*Dataset items*.
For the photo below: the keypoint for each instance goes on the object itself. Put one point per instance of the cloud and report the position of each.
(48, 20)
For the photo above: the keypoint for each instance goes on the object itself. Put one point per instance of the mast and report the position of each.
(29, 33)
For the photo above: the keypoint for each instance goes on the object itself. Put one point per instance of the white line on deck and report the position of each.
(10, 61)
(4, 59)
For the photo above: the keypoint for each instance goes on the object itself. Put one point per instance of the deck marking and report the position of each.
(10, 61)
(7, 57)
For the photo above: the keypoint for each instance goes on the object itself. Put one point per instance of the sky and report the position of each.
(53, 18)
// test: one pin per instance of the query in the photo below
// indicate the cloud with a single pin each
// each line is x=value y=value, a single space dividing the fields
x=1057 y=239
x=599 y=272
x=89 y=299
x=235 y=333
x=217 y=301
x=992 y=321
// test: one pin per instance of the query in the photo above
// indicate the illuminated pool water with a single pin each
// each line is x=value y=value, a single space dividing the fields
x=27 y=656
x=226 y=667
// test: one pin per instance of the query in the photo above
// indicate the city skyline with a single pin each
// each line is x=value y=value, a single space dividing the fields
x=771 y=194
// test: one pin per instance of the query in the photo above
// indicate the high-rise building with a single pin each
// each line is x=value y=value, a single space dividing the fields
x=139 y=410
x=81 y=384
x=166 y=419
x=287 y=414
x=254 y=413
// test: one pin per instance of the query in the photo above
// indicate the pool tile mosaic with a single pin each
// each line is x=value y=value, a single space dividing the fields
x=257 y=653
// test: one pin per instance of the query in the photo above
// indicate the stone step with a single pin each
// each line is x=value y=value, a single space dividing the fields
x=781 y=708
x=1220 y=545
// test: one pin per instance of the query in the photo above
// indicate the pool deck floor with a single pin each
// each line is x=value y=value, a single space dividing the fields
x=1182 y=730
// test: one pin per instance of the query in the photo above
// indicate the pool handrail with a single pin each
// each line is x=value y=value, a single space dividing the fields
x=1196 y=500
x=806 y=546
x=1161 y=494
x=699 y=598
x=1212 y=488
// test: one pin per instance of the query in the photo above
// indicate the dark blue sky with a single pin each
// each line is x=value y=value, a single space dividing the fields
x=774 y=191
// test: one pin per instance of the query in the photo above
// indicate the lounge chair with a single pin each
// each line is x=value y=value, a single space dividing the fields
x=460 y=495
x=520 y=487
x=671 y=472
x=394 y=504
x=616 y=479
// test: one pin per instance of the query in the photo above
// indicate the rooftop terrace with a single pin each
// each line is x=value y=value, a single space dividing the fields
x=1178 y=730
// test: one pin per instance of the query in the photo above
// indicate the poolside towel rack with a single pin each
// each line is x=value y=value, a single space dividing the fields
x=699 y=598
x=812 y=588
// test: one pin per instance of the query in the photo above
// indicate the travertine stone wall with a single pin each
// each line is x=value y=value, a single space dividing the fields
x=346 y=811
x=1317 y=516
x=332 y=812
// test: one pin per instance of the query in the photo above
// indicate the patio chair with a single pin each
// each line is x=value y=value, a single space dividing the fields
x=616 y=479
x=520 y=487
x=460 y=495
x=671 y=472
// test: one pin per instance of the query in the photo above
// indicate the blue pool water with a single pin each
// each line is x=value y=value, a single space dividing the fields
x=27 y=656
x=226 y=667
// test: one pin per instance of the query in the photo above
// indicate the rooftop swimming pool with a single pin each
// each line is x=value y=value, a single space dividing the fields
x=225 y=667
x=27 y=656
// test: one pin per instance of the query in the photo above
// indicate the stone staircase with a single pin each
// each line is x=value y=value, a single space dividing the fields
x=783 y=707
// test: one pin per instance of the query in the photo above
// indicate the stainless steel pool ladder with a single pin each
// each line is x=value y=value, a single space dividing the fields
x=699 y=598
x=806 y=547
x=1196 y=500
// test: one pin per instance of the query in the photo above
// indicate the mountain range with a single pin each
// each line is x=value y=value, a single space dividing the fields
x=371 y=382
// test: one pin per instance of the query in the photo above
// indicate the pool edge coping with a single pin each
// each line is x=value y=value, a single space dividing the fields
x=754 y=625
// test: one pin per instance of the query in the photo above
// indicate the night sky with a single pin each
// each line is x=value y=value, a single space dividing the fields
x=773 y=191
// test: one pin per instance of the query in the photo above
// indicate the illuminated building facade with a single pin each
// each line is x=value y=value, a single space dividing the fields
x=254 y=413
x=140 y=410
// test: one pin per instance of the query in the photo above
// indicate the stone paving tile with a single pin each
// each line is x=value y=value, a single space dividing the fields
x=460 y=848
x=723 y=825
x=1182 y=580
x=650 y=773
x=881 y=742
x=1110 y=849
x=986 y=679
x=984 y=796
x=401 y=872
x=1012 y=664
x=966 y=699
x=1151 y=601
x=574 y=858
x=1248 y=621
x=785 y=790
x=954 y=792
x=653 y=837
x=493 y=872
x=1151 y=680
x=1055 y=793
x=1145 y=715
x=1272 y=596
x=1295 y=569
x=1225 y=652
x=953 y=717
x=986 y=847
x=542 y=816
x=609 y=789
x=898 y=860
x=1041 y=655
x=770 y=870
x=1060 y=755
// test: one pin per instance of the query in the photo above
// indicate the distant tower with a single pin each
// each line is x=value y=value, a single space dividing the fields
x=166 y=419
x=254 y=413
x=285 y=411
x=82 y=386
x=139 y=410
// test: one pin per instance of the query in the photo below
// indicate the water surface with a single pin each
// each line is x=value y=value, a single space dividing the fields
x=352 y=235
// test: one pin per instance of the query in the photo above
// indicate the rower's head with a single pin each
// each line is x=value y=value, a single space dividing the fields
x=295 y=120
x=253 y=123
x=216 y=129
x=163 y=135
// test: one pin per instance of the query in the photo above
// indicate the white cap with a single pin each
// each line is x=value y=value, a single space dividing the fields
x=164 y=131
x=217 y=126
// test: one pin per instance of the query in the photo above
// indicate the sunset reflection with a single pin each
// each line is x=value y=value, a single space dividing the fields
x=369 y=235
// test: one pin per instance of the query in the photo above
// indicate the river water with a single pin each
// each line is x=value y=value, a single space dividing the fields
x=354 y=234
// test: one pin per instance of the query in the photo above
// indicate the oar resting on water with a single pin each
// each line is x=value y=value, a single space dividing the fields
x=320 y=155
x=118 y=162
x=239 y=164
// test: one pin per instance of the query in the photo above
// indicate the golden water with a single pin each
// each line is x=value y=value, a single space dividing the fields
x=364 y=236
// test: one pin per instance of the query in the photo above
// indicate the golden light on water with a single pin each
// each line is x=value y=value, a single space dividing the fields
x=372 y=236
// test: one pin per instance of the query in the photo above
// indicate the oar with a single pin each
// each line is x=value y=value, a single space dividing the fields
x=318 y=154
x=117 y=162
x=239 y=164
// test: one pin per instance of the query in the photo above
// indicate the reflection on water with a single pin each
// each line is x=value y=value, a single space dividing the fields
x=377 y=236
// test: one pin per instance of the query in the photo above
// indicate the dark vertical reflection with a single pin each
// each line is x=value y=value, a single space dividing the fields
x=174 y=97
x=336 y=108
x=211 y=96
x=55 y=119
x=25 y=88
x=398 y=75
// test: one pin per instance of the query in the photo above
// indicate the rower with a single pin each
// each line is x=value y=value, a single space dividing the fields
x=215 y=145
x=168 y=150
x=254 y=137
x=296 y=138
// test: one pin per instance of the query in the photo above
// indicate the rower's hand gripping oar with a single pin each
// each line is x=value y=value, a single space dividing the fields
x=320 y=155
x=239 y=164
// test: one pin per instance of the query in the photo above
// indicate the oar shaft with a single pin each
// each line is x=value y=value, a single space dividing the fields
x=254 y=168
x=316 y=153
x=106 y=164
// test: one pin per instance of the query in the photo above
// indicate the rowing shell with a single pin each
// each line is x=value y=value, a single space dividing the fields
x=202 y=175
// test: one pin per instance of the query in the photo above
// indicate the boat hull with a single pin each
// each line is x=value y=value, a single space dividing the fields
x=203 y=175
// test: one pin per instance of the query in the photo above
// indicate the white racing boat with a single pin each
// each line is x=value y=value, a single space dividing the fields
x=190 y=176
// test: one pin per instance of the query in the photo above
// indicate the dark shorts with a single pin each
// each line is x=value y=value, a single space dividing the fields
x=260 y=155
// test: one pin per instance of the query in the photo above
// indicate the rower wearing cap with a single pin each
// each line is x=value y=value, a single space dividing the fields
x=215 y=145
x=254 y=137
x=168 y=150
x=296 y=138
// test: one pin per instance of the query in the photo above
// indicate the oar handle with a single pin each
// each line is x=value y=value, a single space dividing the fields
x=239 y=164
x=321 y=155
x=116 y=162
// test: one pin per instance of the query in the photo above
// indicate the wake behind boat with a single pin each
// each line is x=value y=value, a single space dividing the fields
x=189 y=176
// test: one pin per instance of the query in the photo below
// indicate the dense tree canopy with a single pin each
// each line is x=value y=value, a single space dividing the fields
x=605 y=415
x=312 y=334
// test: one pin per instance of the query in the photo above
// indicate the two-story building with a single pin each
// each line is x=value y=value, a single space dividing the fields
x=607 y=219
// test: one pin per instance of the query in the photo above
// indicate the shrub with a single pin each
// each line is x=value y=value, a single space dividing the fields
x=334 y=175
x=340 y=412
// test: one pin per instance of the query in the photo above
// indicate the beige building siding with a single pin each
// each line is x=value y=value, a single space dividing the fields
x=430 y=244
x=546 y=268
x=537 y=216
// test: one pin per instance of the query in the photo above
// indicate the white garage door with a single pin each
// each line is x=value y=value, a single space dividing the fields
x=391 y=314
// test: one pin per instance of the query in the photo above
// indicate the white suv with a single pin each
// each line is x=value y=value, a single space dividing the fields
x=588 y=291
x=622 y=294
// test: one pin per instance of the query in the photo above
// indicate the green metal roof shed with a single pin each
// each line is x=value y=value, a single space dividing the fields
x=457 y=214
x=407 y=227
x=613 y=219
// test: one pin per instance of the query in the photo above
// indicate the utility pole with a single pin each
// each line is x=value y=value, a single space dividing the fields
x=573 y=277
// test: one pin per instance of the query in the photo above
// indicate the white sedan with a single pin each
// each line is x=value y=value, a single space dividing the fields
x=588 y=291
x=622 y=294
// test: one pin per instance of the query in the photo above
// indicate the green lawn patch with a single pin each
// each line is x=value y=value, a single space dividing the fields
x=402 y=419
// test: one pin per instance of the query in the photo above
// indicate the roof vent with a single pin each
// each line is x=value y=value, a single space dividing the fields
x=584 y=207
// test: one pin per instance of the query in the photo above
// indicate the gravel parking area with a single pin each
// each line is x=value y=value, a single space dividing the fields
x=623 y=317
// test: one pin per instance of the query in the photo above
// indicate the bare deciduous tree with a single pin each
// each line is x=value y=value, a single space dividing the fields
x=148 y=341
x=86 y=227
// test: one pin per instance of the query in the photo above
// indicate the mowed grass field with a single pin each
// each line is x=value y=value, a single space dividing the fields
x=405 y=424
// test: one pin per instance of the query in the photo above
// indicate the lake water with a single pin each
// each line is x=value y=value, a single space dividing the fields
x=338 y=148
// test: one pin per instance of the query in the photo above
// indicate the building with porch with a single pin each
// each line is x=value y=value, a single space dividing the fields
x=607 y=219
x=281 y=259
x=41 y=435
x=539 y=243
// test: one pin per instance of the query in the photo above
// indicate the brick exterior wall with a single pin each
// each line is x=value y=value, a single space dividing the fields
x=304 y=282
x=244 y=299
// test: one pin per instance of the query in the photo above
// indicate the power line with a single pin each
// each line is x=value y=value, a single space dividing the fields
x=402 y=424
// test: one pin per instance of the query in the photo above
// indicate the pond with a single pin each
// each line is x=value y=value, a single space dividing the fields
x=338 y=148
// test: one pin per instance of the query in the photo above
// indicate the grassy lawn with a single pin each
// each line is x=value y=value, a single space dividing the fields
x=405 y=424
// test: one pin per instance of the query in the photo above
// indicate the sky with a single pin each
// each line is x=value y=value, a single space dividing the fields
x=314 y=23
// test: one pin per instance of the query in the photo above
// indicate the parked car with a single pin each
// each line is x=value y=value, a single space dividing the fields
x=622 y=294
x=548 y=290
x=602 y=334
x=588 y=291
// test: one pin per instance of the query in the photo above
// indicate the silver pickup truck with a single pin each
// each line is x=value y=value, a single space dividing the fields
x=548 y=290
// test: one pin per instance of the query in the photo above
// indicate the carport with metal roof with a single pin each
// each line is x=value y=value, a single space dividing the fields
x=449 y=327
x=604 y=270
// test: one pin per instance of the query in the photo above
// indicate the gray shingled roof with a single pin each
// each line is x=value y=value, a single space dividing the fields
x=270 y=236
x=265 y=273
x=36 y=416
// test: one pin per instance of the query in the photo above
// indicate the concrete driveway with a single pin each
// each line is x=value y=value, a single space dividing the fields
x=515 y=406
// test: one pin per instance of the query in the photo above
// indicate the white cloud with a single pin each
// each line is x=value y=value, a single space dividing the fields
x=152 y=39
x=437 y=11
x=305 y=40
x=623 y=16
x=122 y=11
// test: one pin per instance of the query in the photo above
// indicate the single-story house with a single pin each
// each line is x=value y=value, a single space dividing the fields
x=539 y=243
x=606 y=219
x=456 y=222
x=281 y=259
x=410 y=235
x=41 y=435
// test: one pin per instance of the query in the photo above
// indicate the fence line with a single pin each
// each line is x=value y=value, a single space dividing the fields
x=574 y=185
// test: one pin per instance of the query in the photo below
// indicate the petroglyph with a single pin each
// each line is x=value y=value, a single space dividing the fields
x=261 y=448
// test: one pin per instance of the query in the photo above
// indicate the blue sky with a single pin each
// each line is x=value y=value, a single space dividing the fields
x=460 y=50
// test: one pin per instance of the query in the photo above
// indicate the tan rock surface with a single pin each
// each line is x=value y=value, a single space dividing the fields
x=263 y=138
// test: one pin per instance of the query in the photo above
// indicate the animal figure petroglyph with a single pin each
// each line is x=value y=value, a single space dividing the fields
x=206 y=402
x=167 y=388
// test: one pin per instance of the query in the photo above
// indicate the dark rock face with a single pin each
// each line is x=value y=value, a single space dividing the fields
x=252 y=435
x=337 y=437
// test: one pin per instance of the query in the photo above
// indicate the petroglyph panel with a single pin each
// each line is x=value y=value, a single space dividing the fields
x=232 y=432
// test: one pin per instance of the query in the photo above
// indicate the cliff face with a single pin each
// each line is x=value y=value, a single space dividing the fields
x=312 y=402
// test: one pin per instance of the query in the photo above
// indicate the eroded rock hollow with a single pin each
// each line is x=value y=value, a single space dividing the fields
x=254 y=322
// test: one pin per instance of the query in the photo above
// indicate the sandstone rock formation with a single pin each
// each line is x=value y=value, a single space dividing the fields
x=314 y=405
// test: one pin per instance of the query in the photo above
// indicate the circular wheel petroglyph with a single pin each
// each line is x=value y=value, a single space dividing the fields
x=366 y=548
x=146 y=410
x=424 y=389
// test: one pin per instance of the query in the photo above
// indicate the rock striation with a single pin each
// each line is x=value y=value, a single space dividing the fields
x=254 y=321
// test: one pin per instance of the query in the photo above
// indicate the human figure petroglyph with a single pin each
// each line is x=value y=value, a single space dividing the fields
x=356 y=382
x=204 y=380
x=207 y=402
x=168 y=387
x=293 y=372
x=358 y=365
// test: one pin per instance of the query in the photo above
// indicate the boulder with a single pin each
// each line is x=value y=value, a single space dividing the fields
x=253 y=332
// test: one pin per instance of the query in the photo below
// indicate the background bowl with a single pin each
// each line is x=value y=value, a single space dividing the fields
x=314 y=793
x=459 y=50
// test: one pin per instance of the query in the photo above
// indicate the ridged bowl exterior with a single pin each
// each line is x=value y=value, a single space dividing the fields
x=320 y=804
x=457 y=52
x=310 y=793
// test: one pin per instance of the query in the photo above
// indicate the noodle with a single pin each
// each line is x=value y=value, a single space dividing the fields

*ASSIGNMENT*. Show the lines where the word "figure" appears in the entries.

*ANSWER SECTION*.
// indicate the animal figure petroglyph with a single pin each
// indicate the human figure petroglyph with a single pin each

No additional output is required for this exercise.